__REQUIRED TASK 1__:
In the feminism text, whom does the writer call one of their favorite feminists?
__REQUIRED TASK 2__:
Update the feminism text from "- Not making, and" to "violence against women.", putting "downplay" in place of "minimize".

### READING TEXT ###

What being a feminist does mean:

- Most basically: advocacy for women's rights, in whatever capacity you find most effective and appropriate. This could mean donating to feminist organizations, participating in demonstrations, supporting or helping to write and implement policy that advances gender equality or punishes violence against women, or doing any of the things listed below. And you don't have to be a woman to do these things; my dad is one of my favorite feminists.

Initiating and participating in reasoned discussions about gender inequality/violence against women/street harassment/etc. at appropriate times, without making assumptions or being rude. Basically...like you would have any other normal adult conversation.

- Realizing that for some people, views about how women should be treated by men or bosses or the law are ingrained by the family and/or culture in which they grew up, and you are not going to change their mind by speaking more loudly, or telling them they are pigs. (Sometimes, people are pigs, and you can tell them so, obviously. Hopefully you can tell the difference).

- Not "just ignoring it" when men treat women (or if you are a woman, you), poorly. This means recognizing what it means to treat a woman "poorly." If a woman in your office is just as educated and does just as much work as you but makes less money, if a girl claims she was raped and her community and its law enforcement first question whether she is lying and consider evidence to that end before evidence supporting her claim, if a man yells anything at a woman when she is simply walking down the street, unless he's telling her to watch out for a hole in the road or a car or something...these are all things that are not OK and should not be ignored.

- Not making, and encouraging other people not to make, rape jokes or similar types of jokes that minimize demeaning or committing violence against women.

- Standing up for yourself if you are a woman and encouraging other women to stand up for themselves without guilt or fear.

Again, I'm not part of any kind of feminism-defining group that asked me to post this, it's just my opinion. I'm open to discussing it with you, if you want.

### RECORD EXCERPTS ###

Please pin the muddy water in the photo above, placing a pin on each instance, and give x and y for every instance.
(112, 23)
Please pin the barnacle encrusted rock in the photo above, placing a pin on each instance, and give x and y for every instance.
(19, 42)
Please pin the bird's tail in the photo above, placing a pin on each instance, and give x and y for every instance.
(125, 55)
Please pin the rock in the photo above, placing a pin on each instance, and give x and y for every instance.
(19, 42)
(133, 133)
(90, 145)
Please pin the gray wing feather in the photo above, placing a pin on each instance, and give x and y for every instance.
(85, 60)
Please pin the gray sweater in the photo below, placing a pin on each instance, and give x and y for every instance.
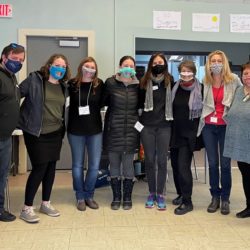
(237, 140)
(208, 100)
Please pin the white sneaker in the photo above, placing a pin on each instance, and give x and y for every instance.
(27, 214)
(48, 209)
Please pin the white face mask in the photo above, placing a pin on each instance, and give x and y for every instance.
(88, 73)
(186, 76)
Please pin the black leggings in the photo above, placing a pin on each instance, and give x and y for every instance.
(41, 173)
(245, 172)
(181, 159)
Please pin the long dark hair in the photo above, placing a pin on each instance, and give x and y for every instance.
(167, 77)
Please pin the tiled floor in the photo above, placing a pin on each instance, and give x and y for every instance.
(136, 229)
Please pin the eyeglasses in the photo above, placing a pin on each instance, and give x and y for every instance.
(15, 45)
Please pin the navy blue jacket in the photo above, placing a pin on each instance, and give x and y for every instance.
(9, 103)
(31, 113)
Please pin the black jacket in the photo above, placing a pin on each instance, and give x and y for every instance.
(9, 103)
(31, 113)
(121, 116)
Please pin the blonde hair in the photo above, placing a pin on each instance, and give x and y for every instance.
(226, 72)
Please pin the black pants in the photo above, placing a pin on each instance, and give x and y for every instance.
(181, 159)
(156, 143)
(245, 172)
(41, 173)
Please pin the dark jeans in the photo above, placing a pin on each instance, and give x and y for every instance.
(5, 159)
(117, 159)
(156, 143)
(41, 173)
(181, 159)
(214, 137)
(245, 172)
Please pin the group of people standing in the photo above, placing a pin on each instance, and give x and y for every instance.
(179, 117)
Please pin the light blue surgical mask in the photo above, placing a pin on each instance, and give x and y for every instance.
(127, 72)
(57, 72)
(216, 68)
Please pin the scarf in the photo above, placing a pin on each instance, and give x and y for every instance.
(195, 98)
(149, 101)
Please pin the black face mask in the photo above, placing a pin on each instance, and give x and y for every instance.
(158, 69)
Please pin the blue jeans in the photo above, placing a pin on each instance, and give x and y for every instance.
(5, 159)
(214, 137)
(85, 187)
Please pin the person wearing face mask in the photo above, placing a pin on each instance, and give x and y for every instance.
(43, 119)
(219, 88)
(11, 61)
(155, 101)
(85, 130)
(121, 138)
(237, 134)
(187, 107)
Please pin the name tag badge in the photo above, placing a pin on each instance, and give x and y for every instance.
(67, 101)
(155, 87)
(213, 119)
(84, 110)
(138, 126)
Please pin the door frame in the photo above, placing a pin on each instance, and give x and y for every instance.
(23, 34)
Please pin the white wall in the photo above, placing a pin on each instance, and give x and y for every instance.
(117, 22)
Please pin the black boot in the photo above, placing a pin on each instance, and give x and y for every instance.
(127, 193)
(116, 188)
(214, 205)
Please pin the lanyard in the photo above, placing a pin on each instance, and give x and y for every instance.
(215, 99)
(87, 95)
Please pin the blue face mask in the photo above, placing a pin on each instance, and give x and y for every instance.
(127, 72)
(57, 72)
(13, 66)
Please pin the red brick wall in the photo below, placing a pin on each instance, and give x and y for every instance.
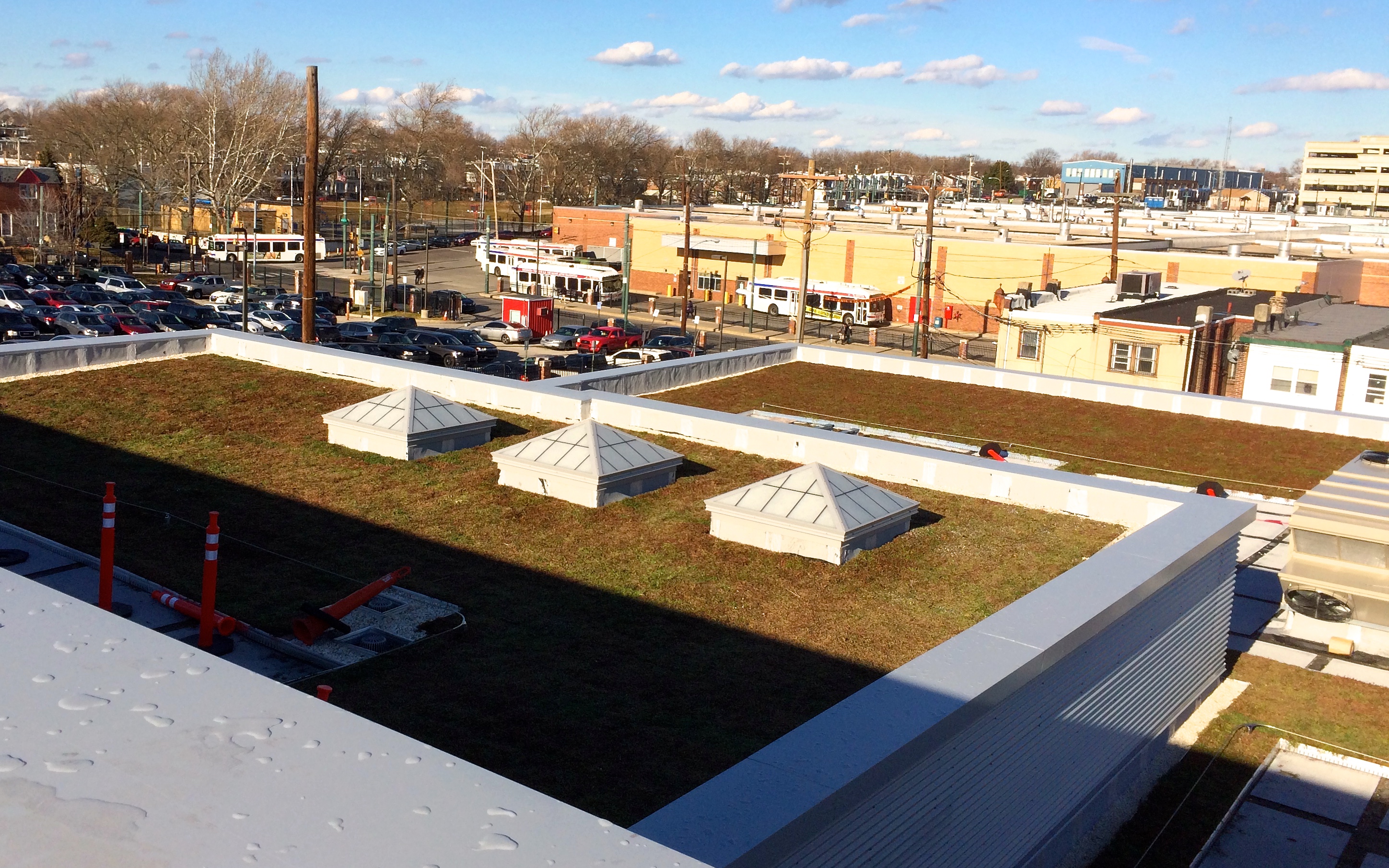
(1374, 284)
(588, 227)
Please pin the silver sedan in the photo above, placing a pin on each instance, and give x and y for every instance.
(505, 332)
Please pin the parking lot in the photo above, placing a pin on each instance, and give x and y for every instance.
(99, 302)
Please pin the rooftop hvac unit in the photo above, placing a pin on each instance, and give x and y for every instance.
(1141, 285)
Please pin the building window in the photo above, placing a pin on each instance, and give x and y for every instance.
(1134, 358)
(1306, 382)
(1030, 345)
(1376, 392)
(1295, 381)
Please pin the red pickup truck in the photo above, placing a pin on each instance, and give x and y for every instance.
(607, 339)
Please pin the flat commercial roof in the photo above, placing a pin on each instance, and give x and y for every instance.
(124, 746)
(1335, 324)
(1083, 303)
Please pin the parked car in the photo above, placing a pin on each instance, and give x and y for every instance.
(487, 350)
(444, 347)
(505, 332)
(362, 332)
(167, 296)
(399, 346)
(174, 279)
(523, 370)
(681, 345)
(638, 356)
(115, 282)
(84, 293)
(199, 316)
(564, 336)
(203, 285)
(337, 305)
(126, 324)
(607, 339)
(581, 363)
(397, 324)
(93, 271)
(58, 277)
(13, 324)
(271, 321)
(160, 321)
(77, 323)
(50, 298)
(24, 276)
(663, 330)
(16, 299)
(42, 317)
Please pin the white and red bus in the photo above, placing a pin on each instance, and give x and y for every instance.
(585, 282)
(852, 303)
(267, 248)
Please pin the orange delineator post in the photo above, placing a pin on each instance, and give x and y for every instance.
(225, 624)
(205, 630)
(307, 628)
(107, 568)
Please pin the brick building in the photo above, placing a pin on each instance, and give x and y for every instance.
(25, 195)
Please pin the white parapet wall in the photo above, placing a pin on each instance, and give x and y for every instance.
(1006, 745)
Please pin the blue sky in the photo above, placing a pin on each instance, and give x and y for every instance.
(1146, 78)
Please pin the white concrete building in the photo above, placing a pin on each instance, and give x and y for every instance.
(409, 424)
(588, 464)
(1303, 366)
(813, 511)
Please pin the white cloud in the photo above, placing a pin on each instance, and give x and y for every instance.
(1258, 131)
(810, 69)
(1059, 107)
(1130, 53)
(813, 69)
(377, 96)
(748, 107)
(785, 6)
(637, 55)
(1340, 80)
(676, 101)
(969, 70)
(891, 69)
(1123, 116)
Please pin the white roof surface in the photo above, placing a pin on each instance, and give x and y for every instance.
(1081, 305)
(409, 412)
(589, 449)
(816, 495)
(124, 748)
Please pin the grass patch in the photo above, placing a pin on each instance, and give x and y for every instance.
(613, 658)
(1338, 710)
(1275, 462)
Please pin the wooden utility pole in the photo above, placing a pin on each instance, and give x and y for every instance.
(685, 268)
(809, 180)
(1114, 232)
(310, 284)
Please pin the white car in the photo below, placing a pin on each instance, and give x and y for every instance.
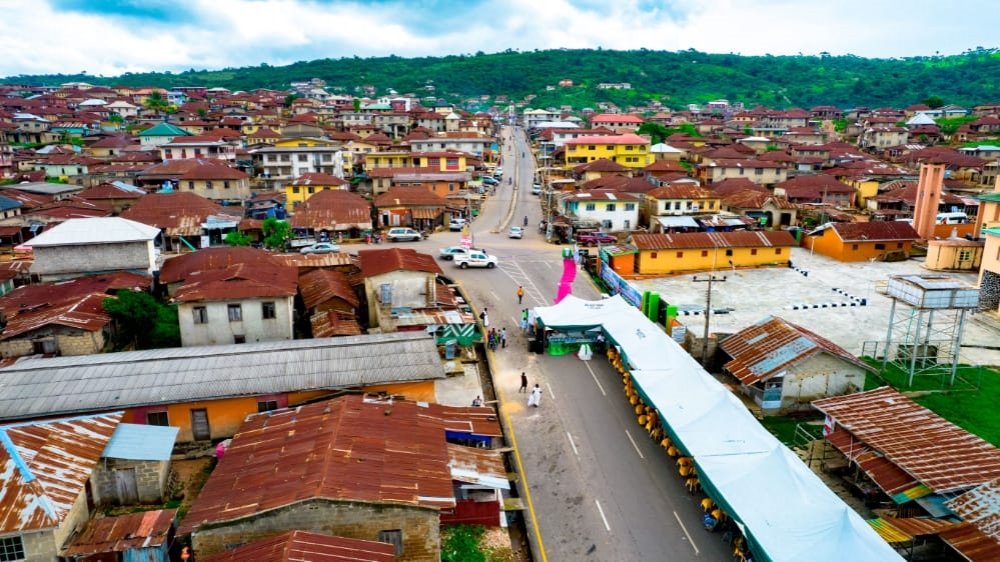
(476, 258)
(321, 248)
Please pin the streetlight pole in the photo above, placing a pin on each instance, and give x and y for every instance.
(708, 305)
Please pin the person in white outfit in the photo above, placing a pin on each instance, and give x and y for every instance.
(536, 395)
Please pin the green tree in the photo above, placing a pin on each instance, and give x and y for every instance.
(276, 233)
(156, 102)
(237, 238)
(142, 322)
(656, 131)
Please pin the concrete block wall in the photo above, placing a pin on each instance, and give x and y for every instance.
(57, 260)
(420, 526)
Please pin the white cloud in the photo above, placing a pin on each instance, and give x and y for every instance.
(231, 33)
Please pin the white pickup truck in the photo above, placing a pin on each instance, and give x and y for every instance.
(475, 258)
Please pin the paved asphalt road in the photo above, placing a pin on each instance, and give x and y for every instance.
(598, 487)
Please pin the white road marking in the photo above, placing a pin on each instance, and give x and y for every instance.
(572, 444)
(629, 435)
(603, 518)
(595, 379)
(687, 534)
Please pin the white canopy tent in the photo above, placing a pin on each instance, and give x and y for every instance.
(787, 512)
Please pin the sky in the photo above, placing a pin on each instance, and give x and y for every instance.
(112, 37)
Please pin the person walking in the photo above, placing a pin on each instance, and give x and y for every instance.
(536, 396)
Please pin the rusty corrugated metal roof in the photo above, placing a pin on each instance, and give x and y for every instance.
(377, 262)
(334, 323)
(713, 240)
(178, 268)
(933, 450)
(321, 285)
(118, 534)
(971, 543)
(981, 507)
(44, 467)
(241, 281)
(350, 448)
(770, 345)
(302, 546)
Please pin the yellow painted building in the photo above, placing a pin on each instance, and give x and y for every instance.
(305, 186)
(629, 150)
(669, 254)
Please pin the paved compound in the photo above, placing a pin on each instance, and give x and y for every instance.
(818, 294)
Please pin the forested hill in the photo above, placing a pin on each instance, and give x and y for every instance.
(674, 78)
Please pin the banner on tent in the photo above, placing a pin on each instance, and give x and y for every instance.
(620, 286)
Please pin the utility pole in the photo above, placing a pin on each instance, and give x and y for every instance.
(708, 305)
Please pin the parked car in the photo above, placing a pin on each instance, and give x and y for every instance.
(320, 248)
(475, 258)
(402, 233)
(595, 238)
(450, 252)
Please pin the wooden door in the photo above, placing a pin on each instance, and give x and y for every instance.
(128, 490)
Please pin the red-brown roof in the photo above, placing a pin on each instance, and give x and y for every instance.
(240, 281)
(333, 209)
(399, 196)
(938, 453)
(145, 530)
(180, 267)
(771, 345)
(44, 471)
(709, 240)
(377, 262)
(349, 448)
(321, 285)
(877, 231)
(177, 213)
(302, 546)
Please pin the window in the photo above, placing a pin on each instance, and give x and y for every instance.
(200, 314)
(268, 310)
(393, 537)
(11, 548)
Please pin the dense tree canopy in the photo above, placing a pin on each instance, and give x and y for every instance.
(673, 78)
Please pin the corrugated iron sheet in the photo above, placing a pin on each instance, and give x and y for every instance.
(44, 467)
(971, 543)
(933, 450)
(308, 547)
(350, 448)
(769, 346)
(61, 385)
(148, 529)
(981, 507)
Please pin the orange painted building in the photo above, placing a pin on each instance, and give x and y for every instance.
(861, 241)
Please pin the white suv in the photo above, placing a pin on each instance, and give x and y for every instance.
(400, 233)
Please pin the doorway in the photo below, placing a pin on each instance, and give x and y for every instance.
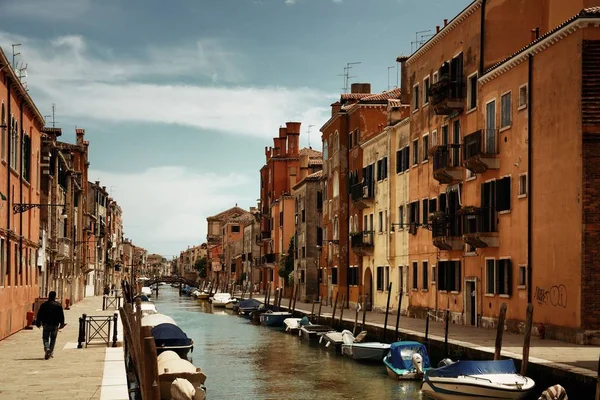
(471, 302)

###

__FULL RESPONSE 1__:
The writer's dad.

__FULL RESPONSE 2__:
- Not making, and encouraging other people not to make, rape jokes or similar types of jokes that downplay demeaning or committing violence against women.